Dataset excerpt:
>> BEGIN

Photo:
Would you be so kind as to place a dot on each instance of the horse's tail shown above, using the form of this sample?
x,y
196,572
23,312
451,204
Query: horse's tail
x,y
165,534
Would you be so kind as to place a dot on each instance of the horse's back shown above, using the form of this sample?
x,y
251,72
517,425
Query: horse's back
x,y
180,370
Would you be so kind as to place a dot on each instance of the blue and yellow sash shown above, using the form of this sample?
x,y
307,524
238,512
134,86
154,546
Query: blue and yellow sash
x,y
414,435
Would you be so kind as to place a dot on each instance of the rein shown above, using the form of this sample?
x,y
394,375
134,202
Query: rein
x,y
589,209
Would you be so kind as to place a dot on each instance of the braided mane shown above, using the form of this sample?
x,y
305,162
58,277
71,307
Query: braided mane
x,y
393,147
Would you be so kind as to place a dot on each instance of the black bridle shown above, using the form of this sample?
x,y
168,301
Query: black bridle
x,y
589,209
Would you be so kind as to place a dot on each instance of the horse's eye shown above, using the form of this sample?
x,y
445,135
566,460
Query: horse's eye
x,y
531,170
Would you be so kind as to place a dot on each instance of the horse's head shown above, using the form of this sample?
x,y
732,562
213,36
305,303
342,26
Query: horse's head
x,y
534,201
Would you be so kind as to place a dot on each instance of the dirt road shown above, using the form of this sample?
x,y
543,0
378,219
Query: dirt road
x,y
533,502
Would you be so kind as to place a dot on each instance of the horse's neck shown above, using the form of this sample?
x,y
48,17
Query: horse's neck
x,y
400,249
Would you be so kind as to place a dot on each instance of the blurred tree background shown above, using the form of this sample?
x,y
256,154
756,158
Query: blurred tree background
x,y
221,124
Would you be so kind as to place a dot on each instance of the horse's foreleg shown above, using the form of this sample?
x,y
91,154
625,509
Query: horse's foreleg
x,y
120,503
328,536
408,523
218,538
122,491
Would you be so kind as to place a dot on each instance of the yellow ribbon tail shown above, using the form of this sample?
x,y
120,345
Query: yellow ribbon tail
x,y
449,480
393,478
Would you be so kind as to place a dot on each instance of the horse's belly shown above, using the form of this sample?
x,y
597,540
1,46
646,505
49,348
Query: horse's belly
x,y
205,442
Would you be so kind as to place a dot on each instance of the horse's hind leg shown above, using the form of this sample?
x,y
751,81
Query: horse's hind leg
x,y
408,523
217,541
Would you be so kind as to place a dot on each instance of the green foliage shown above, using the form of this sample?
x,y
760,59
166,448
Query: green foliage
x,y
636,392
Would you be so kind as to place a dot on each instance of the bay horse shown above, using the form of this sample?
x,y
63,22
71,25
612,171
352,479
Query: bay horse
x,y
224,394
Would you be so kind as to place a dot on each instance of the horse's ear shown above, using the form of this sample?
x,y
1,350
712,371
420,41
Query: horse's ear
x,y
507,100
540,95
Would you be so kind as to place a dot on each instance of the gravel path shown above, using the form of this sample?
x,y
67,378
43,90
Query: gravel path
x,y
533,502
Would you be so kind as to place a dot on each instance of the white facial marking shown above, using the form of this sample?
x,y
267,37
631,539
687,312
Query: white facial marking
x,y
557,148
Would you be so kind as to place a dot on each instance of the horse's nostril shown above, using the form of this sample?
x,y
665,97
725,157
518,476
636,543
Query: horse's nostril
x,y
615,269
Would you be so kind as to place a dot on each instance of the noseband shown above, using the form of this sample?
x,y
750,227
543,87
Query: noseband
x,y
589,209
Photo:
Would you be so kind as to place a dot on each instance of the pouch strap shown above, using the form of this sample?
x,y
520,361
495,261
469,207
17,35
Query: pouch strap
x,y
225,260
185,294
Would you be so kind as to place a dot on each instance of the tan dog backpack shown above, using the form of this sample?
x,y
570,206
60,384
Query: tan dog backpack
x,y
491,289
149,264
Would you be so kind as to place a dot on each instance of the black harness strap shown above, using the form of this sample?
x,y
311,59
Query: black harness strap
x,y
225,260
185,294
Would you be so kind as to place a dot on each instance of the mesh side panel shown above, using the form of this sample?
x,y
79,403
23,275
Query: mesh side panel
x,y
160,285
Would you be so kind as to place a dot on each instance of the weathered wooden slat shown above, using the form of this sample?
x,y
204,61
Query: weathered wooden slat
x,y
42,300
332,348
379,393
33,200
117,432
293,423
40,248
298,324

>> END

Short problem -
Transcribe all the entries, keeping each one exactly as it is.

Complete output -
Photo:
Would you be so kind as to place a dot on each instance of the horse's tail shown above, using the form of this sample?
x,y
196,572
23,312
451,204
Query: horse's tail
x,y
165,534
Would you be so kind as to place a dot on each instance of the horse's back shown above, using the form of this sample?
x,y
251,72
517,425
Query: horse's back
x,y
180,370
Would you be so kind as to place a dot on each instance of the blue and yellow sash shown above, using the form of this sample?
x,y
307,524
238,512
134,86
154,546
Query: blue and yellow sash
x,y
414,435
Would you be so kind as to place a dot on each instance of the rein shown above, using the form of this sample?
x,y
394,375
134,202
Query: rein
x,y
589,209
Would you be so kind as to place a dot on each instance of the braided mane shown above, using the form of this sample?
x,y
305,162
58,277
71,307
Query: braided mane
x,y
393,147
Would you be so kind as to place a dot on each instance of the black bridle shown above, using the form of this sample?
x,y
168,301
Query: black bridle
x,y
589,209
Would you be so kind as to place a dot on each instance of the horse's eye shown above, using the form of this sample?
x,y
445,135
566,460
Query: horse's eye
x,y
531,170
Would you be so kind as to place a dot on each instance of the horse's head shown above, using the form of this sample?
x,y
732,562
213,36
305,303
342,26
Query: horse's head
x,y
534,201
Would you be so kind as to place a dot on each instance of the dirt road shown above, using the form of this sample?
x,y
543,0
378,219
Query: dirt road
x,y
533,502
Would you be so kind as to place a dot on each instance of the horse's neck shown above, using the form of this sample?
x,y
48,17
Query: horse's neck
x,y
400,249
Would you be so kind as to place a dot on each instance of the blurred tree background shown above, using the form of this sample?
x,y
256,154
756,158
Query: blurred tree background
x,y
221,124
Would you be so kind as to place a dot on each instance of the horse's foreleg shown above, using the form of this sample?
x,y
91,154
625,509
Query: horse's foreleg
x,y
120,503
328,536
408,523
218,538
122,491
Would you be so kind as to place a dot on each instance of the yellow ribbon tail shown above, using the form of this sample?
x,y
120,345
Query: yellow ribbon tail
x,y
449,480
393,478
Would you be so kind as to place a dot on each instance of the horse's belly shown above, using the form of this sample?
x,y
597,540
1,46
646,505
49,348
Query: horse's belly
x,y
205,442
Would you be so kind as to place a dot on each instance of the horse's hind leg shown above, using the form of this sample?
x,y
751,81
Query: horse's hind leg
x,y
408,523
217,541
Would you be so kind as to place a dot on each instance of the green foliage shown above, using the form of this sample?
x,y
760,59
166,448
Query: green foliage
x,y
636,392
Would you be so kind as to place a dot on each instance of the bay horse shown above, using the form of this sample?
x,y
63,22
71,25
612,171
352,479
Query: bay horse
x,y
224,394
Would you be so kind as to place a dot on each instance of the horse's ear shown above, using the form of this sample?
x,y
1,350
712,371
420,41
Query: horse's ear
x,y
507,100
540,95
Would you be so kind as to place a dot on each instance of the gravel path shown above, using the form of this sample?
x,y
67,378
43,90
Query: gravel path
x,y
533,502
Would you be so kind as to place a dot on each instance of the white facial marking shown above, using the form of this sample?
x,y
267,37
631,539
687,312
Query: white facial marking
x,y
557,148
Would you be so kind as to place a dot on each instance of the horse's nostril shown above, using the form of this sample?
x,y
665,97
725,157
518,476
636,543
Query: horse's nostril
x,y
615,269
Would you be so kind as to place a dot on each instance of the noseband shown above, using the form of this sample?
x,y
750,227
543,87
Query: noseband
x,y
589,209
Photo:
Would you be so kind as to place a dot on each instance of the pouch strap shown above, using the form of this sample?
x,y
520,361
495,261
469,207
17,35
Query: pouch strap
x,y
225,260
185,294
Would you be so kind as to place a dot on each instance of the tan dog backpack shown above, using the form of this sample?
x,y
570,206
60,384
Query: tan dog backpack
x,y
491,289
149,264
Would you be so kind as to place a dot on each instance of the black harness strap shown above, using the form of this sample?
x,y
311,59
Query: black harness strap
x,y
225,260
185,294
Would you be so kind as to place a dot on each instance of the mesh side panel shown above, using the form of this sample?
x,y
79,403
23,275
Query: mesh side panel
x,y
160,285
Would you be so kind as to place a dot on each instance of the weathered wooden slat shown above, using the form of this sample?
x,y
204,61
Query: weathered wooden slat
x,y
42,300
332,348
379,393
33,200
117,432
293,423
40,248
298,324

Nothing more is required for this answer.